**Requirements:** Copy out the rows below with every "with a pin" switched to "with a marker" and all other text unchanged. Leave the pictures out.

## Begin

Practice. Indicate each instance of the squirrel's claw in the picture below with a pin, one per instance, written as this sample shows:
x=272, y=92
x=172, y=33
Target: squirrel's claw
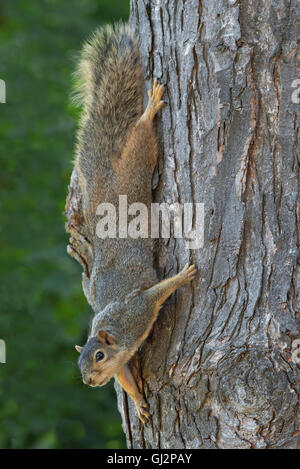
x=142, y=410
x=188, y=273
x=155, y=103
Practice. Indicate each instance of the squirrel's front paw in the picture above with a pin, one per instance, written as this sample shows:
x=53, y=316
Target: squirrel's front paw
x=142, y=410
x=188, y=273
x=155, y=103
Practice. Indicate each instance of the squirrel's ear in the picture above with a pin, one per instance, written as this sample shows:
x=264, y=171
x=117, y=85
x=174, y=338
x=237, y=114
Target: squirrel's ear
x=132, y=295
x=106, y=339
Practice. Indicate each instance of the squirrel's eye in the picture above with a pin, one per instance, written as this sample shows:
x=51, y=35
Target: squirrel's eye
x=99, y=356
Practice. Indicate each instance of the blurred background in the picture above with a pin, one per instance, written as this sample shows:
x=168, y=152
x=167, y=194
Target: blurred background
x=43, y=313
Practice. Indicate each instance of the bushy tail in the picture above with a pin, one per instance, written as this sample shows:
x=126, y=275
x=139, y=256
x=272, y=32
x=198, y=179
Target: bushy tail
x=108, y=84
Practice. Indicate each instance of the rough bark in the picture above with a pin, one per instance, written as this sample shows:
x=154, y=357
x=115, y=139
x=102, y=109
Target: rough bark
x=218, y=369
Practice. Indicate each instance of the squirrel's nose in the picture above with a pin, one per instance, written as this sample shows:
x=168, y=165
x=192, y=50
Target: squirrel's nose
x=88, y=381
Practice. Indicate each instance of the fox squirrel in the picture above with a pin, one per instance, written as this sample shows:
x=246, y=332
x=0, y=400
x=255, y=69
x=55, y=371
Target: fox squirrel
x=116, y=154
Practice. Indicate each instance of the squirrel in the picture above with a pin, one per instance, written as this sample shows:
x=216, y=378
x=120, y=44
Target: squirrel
x=116, y=153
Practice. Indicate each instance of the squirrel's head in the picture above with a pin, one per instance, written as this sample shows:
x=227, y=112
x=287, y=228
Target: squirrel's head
x=100, y=359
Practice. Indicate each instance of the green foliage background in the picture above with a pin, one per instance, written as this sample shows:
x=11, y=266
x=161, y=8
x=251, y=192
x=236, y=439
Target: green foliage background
x=43, y=313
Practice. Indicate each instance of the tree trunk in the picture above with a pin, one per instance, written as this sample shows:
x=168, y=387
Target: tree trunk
x=220, y=366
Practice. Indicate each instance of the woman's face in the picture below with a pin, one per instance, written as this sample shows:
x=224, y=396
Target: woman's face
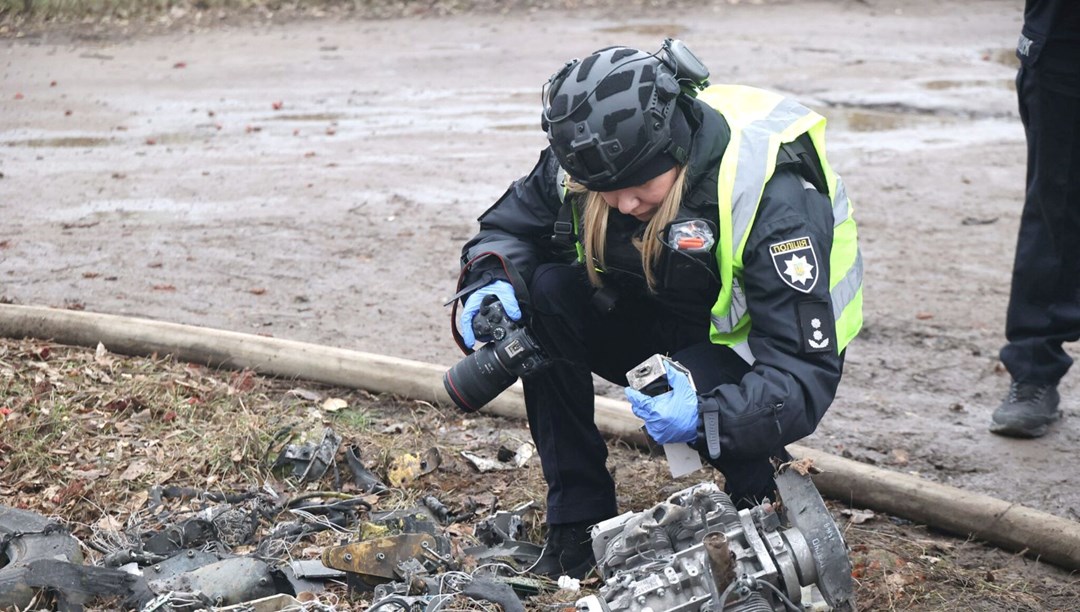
x=643, y=201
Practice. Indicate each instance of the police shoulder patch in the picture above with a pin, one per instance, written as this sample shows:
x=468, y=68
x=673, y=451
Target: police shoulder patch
x=796, y=262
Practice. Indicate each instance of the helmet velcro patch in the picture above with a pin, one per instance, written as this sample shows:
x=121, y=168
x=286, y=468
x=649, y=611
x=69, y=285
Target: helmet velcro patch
x=558, y=106
x=586, y=65
x=611, y=120
x=645, y=96
x=648, y=73
x=615, y=83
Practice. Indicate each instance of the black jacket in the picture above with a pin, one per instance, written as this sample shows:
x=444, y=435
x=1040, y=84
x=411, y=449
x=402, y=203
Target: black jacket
x=1050, y=43
x=788, y=390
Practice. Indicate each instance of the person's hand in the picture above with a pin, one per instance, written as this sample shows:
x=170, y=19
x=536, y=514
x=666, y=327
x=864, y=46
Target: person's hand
x=503, y=291
x=670, y=417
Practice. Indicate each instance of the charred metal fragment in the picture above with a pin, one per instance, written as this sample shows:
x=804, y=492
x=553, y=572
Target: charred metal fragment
x=38, y=555
x=364, y=479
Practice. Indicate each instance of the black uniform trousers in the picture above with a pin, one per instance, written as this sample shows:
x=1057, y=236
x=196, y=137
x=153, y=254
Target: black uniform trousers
x=559, y=397
x=1044, y=299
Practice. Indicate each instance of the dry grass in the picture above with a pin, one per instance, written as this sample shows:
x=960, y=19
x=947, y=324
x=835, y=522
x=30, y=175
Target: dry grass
x=88, y=434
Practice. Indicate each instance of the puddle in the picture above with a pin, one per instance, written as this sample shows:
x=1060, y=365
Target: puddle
x=946, y=84
x=864, y=120
x=655, y=30
x=311, y=117
x=1007, y=56
x=517, y=126
x=68, y=141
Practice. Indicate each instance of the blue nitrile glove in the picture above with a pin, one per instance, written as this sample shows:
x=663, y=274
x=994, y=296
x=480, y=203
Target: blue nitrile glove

## End

**Answer:**
Practice. Indicate each instance of the squirrel's claw in the picture below with a marker, one per instance, written as this sample shows:
x=272, y=92
x=172, y=33
Target: squirrel's claw
x=142, y=410
x=188, y=273
x=155, y=103
Practice. Indicate each instance of the squirrel's front paw in the picture above with a marker, one per instance, written as this sample shows:
x=53, y=316
Target: squirrel's front paw
x=142, y=410
x=188, y=273
x=155, y=103
Practice. Indicate each instance of the squirrel's ear in the picture above with a marker, one per instance, written as this sample shows:
x=264, y=171
x=117, y=85
x=174, y=338
x=237, y=114
Target: squirrel's ear
x=132, y=295
x=106, y=339
Practice. Indicate each instance of the squirrel's eye in the picture above with a marker, one per instance, written as this sample shows:
x=51, y=35
Target: squirrel's eye
x=99, y=356
Practice. Indicate each instance of the blurred background in the picture above with a marker, one per instance, written as this sample shows:
x=168, y=152
x=167, y=194
Target: blurred background
x=43, y=313
Practice. Indicate each instance of the bushy tail in the picture above with a marker, one per instance, written as this sample shows:
x=126, y=275
x=139, y=256
x=272, y=32
x=198, y=179
Target: bushy tail
x=108, y=84
Practice. Indicate each instance of the rough bark in the picture above with a marker, one per instance, written as this sample shows:
x=154, y=357
x=115, y=139
x=102, y=109
Target: rough bark
x=218, y=369
Practice. Indicate each instance of the squirrel's nose in the picture above with a marker, one per instance, written as this sample shows:
x=168, y=165
x=192, y=50
Target: squirrel's nose
x=88, y=381
Practice. Indicate each instance of the fox squirrel in the picture above with a marker, one per instance, written as this sample shows:
x=246, y=332
x=0, y=400
x=255, y=69
x=55, y=371
Target: fox squirrel
x=116, y=154
Practice. Indicate each instance of the squirrel in the picture above with a marker, one per instance, written as this sample shows:
x=216, y=378
x=120, y=44
Target: squirrel
x=116, y=153
Practice. Indicate each instance of the squirrel's head in the picture above with a marker, one per instance, written as this sample shows:
x=227, y=112
x=287, y=228
Target: squirrel's head
x=100, y=359
Practice. Indicate each instance of the green foliage background in the picture above with a marker, one per instance, written as this sample shows:
x=11, y=266
x=161, y=8
x=251, y=192
x=236, y=439
Target: green foliage background
x=43, y=313
Practice. Indicate each instance of the tree trunk in the picture above with a marker, one per instance, written as this sample shows:
x=168, y=387
Target: tree trunk
x=220, y=366
Practice. Indicate each instance of the woman's face in the picture below with a marker, one per instance, written as this sample shows:
x=224, y=396
Target: woman's face
x=643, y=201
Practice. Indicate each instance of the police shoulder patch in the picture above with a marker, one per instance, written as this sample shows:
x=468, y=68
x=673, y=451
Target: police shoulder patch
x=796, y=262
Practice. Indicate each instance of the helmet velcro patch in the picture above with a marker, one per instance, written as this sample shows:
x=121, y=168
x=286, y=468
x=649, y=611
x=69, y=285
Target: helmet velcro patch
x=558, y=106
x=586, y=65
x=611, y=120
x=645, y=96
x=648, y=73
x=615, y=83
Practice. Indicate each instance of the black jacket in the picture above with a marker, one per instance, written as this sample shows:
x=444, y=435
x=1040, y=84
x=411, y=449
x=402, y=203
Target: black jacket
x=1050, y=43
x=788, y=390
Practice. Indicate each instance of the person's hand in the picture above with a marker, one per instance, written as this sample shows:
x=170, y=19
x=536, y=514
x=666, y=327
x=864, y=46
Target: person's hand
x=503, y=291
x=670, y=417
Practice. Indicate each instance of the charred metal fragment in the picture above with a marker, one per instance, written as this sample shows:
x=804, y=492
x=553, y=572
Target: charred metal fragment
x=38, y=555
x=364, y=479
Practice. Indicate each instance of the black uniform trousers in the picture above with a marker, one per instance, written as this sample shows:
x=1057, y=236
x=196, y=137
x=153, y=254
Target: black uniform trousers
x=559, y=397
x=1044, y=299
Practice. Indicate each instance of the dry grass in the picture above with a marker, one per instance, written as this sample shows:
x=960, y=19
x=947, y=324
x=835, y=522
x=30, y=175
Target: dry grass
x=88, y=434
Practice. Indicate each instance of the puddle in the picture above with a marker, one per instance, written as this sample shows:
x=1060, y=365
Target: puddle
x=946, y=84
x=864, y=120
x=655, y=30
x=311, y=117
x=1007, y=56
x=517, y=126
x=68, y=141
Practice. Indicate each instance of the blue nitrile glove in the picture above with a marker, one per instance, written as this sample shows:
x=663, y=274
x=994, y=296
x=480, y=203
Target: blue nitrile glove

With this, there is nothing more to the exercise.